§ Selected excerpt:
Wow, thanks for this thread, bluebled!!!

I bought five of these 400 watters and was starting to get a little worried about whether or not they would do the job. I just didn't want to spend the high dollars on several higher quality foggers, so I went with the cheapies instead in hopes that I could run them in rotation off of the timers. It's nice to know so many of you out there have these and have made them work in your haunts.


----------



## spinjim (Oct 16, 2008)

*Timers*

I think I have the same Chauvet 400 Watt Fogger. I tried plugging in a timer and it would not work. Let me know if yours works. Perhaps my timer is bad. I was very disappointed when I could not use a timer. As previously mentioned... who wants to stnad around pushing the buttopn to add fog to the cemetery! :xbones:


----------



## spinjim (Oct 16, 2008)

Ahhhhh.sorry...I just checked...I have the Dyno Fog II by American DJ. Not the Chauvet. For some odd reason..you plug a timer in and it does not respond. I wish I knew why. If anyone knows what I need to do I would appreciate advice.


----------



## Texan78 (Sep 25, 2008)

It is because not all timers work with all machines. You need to buy a timer that works with your machine and is made for it. If though it might fit doesn't mean it is wired to work with in. Sometimes you can get lucky an find and off brand timer to work but most of the time you need to buy the timer that goes with it.


----------



## Texan78 (Sep 25, 2008)

darkrosemanor said:


> Wow, thanks for this thread, bluebled!!!
> 
> I bought five of these 400 watters and was starting to get a little worried about whether or not they would do the job. I just didn't want to spend the high dollars on several higher quality foggers, so I went with the cheapies instead in hopes that I could run them in rotation off of the timers. It's nice to know so many of you out there have these and have made them work in your haunts.

§ Provided data:
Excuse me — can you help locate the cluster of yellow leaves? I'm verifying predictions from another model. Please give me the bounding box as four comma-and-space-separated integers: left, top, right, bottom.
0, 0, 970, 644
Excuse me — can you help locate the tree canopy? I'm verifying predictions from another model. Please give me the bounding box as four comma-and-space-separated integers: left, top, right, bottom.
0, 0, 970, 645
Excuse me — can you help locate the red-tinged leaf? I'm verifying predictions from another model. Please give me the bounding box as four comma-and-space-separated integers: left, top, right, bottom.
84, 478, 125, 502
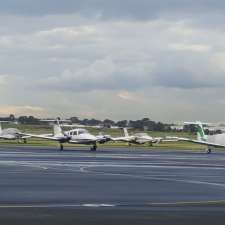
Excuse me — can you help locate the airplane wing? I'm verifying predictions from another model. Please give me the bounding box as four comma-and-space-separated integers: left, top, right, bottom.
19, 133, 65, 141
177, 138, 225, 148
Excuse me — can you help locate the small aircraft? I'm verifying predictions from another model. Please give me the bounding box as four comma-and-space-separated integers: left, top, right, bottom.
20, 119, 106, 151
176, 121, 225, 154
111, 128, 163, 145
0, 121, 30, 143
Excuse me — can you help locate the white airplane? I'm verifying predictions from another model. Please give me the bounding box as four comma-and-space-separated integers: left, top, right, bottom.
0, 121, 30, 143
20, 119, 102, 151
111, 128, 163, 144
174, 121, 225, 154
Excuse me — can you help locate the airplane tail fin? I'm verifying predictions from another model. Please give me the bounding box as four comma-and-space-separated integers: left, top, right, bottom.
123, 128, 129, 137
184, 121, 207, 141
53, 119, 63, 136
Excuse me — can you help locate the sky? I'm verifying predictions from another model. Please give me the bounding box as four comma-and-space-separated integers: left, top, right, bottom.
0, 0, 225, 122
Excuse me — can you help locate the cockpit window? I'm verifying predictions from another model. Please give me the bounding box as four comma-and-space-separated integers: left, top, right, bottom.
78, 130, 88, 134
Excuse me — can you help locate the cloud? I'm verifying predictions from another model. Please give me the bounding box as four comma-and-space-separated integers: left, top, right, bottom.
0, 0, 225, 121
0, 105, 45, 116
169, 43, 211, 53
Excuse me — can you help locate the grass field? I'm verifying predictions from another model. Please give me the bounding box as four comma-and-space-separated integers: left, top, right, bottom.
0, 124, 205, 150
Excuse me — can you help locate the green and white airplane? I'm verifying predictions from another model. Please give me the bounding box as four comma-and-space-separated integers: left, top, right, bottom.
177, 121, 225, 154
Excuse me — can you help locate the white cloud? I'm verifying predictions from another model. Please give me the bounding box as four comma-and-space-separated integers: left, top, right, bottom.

§ Set of tasks:
**1)** List every username that appears in the fogger forum thread.
**2)** Continue the fogger forum thread from the point where it stops.

§ In response:
**1)** bluebled, spinjim, Texan78, darkrosemanor

**2)**
Now this is where you start crying. For the money you spent on those 5 400 watt machines you could have bought 2 higher end 1200 watt machines that would have done more then enough. And they would have come with bigger fluid tanks and a timer with it.


----------



## darkrosemanor (Oct 7, 2008)

Texan78 said:


> Now this is where you start crying. For the money you spent on those 5 400 watt machines you could have bought 2 higher end 1200 watt machines that would have done more then enough. And they would have come with bigger fluid tanks and a timer with it.


 If you are saying that I could have spent just under $90 on two higher end machines, I probably _will_ cry.  But, I haven't been able to find any at those prices. Do you have a link or a favorite vendor that you use?


----------



## bluebledthesea (Sep 18, 2007)

Texan78 said:


> It is because not all timers work with all machines. You need to buy a timer that works with your machine and is made for it. If though it might fit doesn't mean it is wired to work with in. Sometimes you can get lucky an find and off brand timer to work but most of the time you need to buy the timer that goes with it.


Well, I've already got the thing so I might as well risk getting lucky and keep the receipt.


----------



## Texan78 (Sep 25, 2008)

darkrosemanor said:


> If you are saying that I could have spent just under $90 on two higher end machines, I probably _will_ cry.  But, I haven't been able to find any at those prices. Do you have a link or a favorite vendor that you use?


Yea I get all my lights and fog machines, sound etc from Cheaplights.com They have just gone up slightly, but you can still get a 1200 watt machine for the price of a 700 watt though.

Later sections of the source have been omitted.